[Set problem]:
Copy every one of the entries below word for word, without changing anything.

[Dataset extract]:

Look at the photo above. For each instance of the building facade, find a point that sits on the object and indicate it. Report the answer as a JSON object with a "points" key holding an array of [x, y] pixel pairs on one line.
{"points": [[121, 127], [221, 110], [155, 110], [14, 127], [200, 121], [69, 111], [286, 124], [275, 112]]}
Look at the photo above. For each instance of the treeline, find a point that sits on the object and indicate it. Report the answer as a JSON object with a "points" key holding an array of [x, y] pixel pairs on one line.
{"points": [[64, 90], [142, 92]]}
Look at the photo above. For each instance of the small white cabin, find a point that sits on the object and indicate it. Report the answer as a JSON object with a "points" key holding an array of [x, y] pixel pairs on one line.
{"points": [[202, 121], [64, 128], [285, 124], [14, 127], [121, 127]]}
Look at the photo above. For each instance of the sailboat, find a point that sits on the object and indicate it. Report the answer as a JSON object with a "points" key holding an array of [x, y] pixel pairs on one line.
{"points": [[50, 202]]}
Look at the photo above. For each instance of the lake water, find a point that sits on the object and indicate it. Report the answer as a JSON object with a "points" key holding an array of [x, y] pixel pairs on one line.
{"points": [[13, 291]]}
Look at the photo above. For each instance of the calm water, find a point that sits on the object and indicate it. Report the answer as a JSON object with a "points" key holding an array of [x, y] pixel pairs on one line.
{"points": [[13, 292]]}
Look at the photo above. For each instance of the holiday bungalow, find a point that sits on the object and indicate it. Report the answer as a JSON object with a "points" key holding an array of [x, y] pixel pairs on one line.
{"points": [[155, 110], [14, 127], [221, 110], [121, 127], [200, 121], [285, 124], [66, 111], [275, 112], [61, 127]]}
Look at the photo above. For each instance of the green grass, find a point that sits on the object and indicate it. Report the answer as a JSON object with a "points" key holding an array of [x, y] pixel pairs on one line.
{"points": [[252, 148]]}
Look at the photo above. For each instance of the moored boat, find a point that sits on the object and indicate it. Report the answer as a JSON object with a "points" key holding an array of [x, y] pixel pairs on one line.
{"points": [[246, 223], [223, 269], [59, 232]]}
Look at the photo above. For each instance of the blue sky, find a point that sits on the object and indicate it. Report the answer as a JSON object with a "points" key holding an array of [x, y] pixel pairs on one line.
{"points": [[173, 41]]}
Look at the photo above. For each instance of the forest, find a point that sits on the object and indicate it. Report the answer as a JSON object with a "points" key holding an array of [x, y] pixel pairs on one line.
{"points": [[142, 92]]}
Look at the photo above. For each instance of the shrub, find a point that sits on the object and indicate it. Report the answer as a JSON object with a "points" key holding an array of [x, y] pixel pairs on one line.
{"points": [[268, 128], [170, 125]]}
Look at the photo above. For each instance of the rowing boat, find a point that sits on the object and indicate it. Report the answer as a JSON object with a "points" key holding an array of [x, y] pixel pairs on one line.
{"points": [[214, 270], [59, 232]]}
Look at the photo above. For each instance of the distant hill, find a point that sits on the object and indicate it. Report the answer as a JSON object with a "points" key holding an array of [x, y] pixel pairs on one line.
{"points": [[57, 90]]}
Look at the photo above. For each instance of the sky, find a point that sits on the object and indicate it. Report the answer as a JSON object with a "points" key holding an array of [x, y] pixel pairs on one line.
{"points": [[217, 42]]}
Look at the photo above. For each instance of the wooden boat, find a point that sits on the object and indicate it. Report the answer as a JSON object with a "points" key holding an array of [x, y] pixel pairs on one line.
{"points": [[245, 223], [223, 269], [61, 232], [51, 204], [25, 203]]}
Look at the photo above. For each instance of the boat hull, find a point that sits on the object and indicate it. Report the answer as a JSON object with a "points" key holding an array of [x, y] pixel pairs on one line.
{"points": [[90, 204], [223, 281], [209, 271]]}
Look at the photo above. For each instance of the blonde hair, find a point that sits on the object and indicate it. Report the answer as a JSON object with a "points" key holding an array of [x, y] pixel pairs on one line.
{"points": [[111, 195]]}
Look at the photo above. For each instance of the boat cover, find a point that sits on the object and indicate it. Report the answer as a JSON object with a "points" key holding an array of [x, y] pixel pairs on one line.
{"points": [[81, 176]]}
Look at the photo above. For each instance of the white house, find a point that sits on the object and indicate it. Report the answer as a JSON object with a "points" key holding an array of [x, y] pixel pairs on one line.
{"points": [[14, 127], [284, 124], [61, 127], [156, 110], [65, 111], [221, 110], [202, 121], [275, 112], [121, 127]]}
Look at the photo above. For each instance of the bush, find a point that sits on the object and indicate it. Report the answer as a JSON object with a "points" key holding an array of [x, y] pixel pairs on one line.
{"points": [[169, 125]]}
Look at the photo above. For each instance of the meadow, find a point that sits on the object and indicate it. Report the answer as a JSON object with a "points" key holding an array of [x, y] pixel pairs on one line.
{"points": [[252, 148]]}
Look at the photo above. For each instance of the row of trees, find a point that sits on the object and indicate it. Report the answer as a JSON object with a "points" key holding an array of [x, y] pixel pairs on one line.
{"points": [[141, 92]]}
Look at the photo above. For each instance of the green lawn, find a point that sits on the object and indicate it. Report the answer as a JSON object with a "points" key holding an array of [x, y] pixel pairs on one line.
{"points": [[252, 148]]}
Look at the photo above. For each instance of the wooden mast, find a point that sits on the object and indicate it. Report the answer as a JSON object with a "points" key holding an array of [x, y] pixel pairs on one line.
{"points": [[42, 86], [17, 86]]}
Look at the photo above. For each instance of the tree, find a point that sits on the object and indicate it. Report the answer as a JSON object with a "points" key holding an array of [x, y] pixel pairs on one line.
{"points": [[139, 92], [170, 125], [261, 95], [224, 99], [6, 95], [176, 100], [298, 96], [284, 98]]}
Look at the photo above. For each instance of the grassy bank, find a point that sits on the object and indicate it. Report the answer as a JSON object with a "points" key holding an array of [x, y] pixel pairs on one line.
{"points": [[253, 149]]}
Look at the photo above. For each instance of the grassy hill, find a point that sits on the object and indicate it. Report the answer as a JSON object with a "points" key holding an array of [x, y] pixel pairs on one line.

[Output of the exercise]:
Look at the photo above. For each instance of the building facade, find a point that sits on the object and indicate it. Report the answer as a JSON object with a "points" key holding an array of [x, y] pixel pairs on one line.
{"points": [[121, 127], [221, 110], [155, 110], [14, 127], [200, 121], [69, 111], [286, 124], [275, 112]]}
Look at the photo above. For each instance of the treeline, find a point that sits on the object and indicate it. Report the answer as a JSON object with a "points" key holding an array of [x, y] pixel pairs on one line.
{"points": [[64, 90], [142, 92]]}
Look at the photo above. For each instance of the small white cabin, find a point that sits on the object and indicate it. Report the answer as a JSON object with a "points" key holding an array of [x, y] pixel pairs on one line.
{"points": [[202, 121], [64, 128], [285, 124], [14, 127], [121, 127]]}
Look at the photo above. For each instance of the sailboat, find a point that sits on the object and indicate it. Report the answer as a JSON object with a "points" key holding an array of [x, y] pixel pairs on one line.
{"points": [[50, 202]]}
Look at the photo above. For each instance of the lake water, find a point that sits on the object and indicate it. Report the answer as a JSON object with a "points" key holding an array of [x, y] pixel pairs on one line.
{"points": [[13, 291]]}
Look at the photo above. For each instance of the calm water, find a point that sits on the object and indicate it. Report the answer as a JSON object with a "points" key holding an array of [x, y] pixel pairs on one line.
{"points": [[13, 292]]}
Look at the photo above. For each instance of the holiday bungalow, find a point that sits on the object and indicate it. Report the answer as a JSON object with a "points" key holding an array of [x, y] pixel pairs on one line.
{"points": [[155, 110], [14, 127], [221, 110], [121, 127], [200, 121], [285, 124], [66, 111], [275, 112], [61, 127]]}
Look at the photo above. For each instance of the green grass, find a point that sits on the object and indicate it. Report the answer as a JSON object with a "points" key holding an array of [x, y] pixel pairs on one line.
{"points": [[252, 148]]}
Look at the photo above. For each instance of the moored boat, find a point that sits on the object and indicate it. Report the answer as a JSON object with a "points" key holding an array of [x, y] pixel pairs on one line.
{"points": [[246, 223], [223, 269], [59, 232]]}
Look at the photo above. For each instance of the blue sky, find a point that sits on the object and indicate it. Report the answer as a JSON object with a "points" key holding an array of [x, y] pixel pairs on one line.
{"points": [[173, 41]]}
Look at the photo above. For each instance of the forest, find a point that sits on the object and indicate it. Report the answer as a JSON object with a "points" key holding an array of [x, y] pixel pairs on one line.
{"points": [[142, 92]]}
Look at the photo above. For each instance of the shrub, find a point that sits on the object and indicate it. Report the answer as a JSON object with a "points" key holding an array of [x, y] pixel pairs on one line.
{"points": [[268, 128], [170, 125]]}
Look at the photo above. For each instance of the rowing boat, find a point that sits on the object and indicate it. Report the answer as a JSON object with a "points" key holding an array of [x, y] pixel pairs on one line.
{"points": [[214, 270], [59, 232]]}
Look at the photo above. For each instance of the distant hill, find a point that sits on the object and indicate it. Report the answer as a JSON object with a "points" key holding an array of [x, y] pixel pairs on one line.
{"points": [[57, 90]]}
Look at the photo above. For each instance of the sky, find a point that sits on the object and indicate it. Report the answer as a JSON object with a "points" key holding an array of [x, y] pixel pairs on one line.
{"points": [[217, 42]]}
Look at the photo above. For each instance of the wooden boat, find a point that sits on the object and indicate it. Report the answer as a JSON object with a "points" key holding an array of [x, y] pixel pairs on one line.
{"points": [[245, 223], [223, 269], [61, 232], [51, 204], [25, 203]]}
Look at the photo above. For each instance of the boat hull, find a point that sits on the object and indicate it. Report the answer as a JSON object with a "points" key holding an array of [x, y] pixel pairs on one line.
{"points": [[90, 204], [223, 281], [209, 271]]}
Look at the photo above. For each instance of the blonde hair, find a point that sits on the object and indicate it. Report the answer as a JSON object with a "points" key holding an array of [x, y] pixel pairs on one line.
{"points": [[111, 195]]}
Look at the photo above. For each instance of the boat cover, find a point that sits on the object and indicate it. Report the answer as a JSON object with a "points" key holding an array of [x, y] pixel pairs on one line.
{"points": [[81, 176]]}
Look at the photo above. For each instance of the white house, find a point that sits on the object and indicate it. Report the answer as a JSON object with a "points" key holding an array of [x, y] pixel pairs on one line.
{"points": [[14, 127], [284, 124], [61, 127], [156, 110], [65, 111], [221, 110], [202, 121], [275, 112], [121, 127]]}
Look at the photo above. For each instance of the bush, find a point that sits on the object and indicate it. Report the answer as a JSON object with a "points" key holding an array of [x, y] pixel pairs on one line.
{"points": [[169, 125]]}
Look at the photo above. For each instance of the meadow, find a point that sits on the object and indicate it. Report the answer as a JSON object with a "points" key holding an array of [x, y] pixel pairs on one line.
{"points": [[252, 148]]}
Look at the photo above. For each instance of the row of trees, find a point that sits on the object and indicate it. Report the answer as a JSON object with a "points" key holding an array of [x, y] pixel pairs on one line.
{"points": [[141, 92]]}
Look at the photo above. For each instance of the green lawn, find a point that sits on the object and indicate it. Report the answer as a JSON object with a "points" key holding an array of [x, y] pixel pairs on one line.
{"points": [[252, 148]]}
Look at the photo above. For each instance of the wooden mast, find a point that sits on the object and indicate it. Report the answer as a JSON object with a "points" key holding an array of [x, y] pixel pairs on one line.
{"points": [[42, 86], [17, 86]]}
Look at the photo above. For each instance of the tree, find a point that sits on the object and indicate it. Report the answer as a JSON object with a "points" key holding an array of [x, y] pixel pairs on one line.
{"points": [[139, 92], [170, 125], [261, 95], [224, 99], [6, 95], [176, 100], [298, 96], [284, 98]]}
Look at the photo above. For each instance of the grassy bank, find a point that sits on the object and indicate it. Report the answer as a JSON object with a "points" key holding an array of [x, y] pixel pairs on one line.
{"points": [[253, 149]]}
Look at the photo above. For each instance of the grassy hill, find a point that sits on the object and indicate it. Report the answer as a JSON object with a "points" key holding an array of [x, y] pixel pairs on one line.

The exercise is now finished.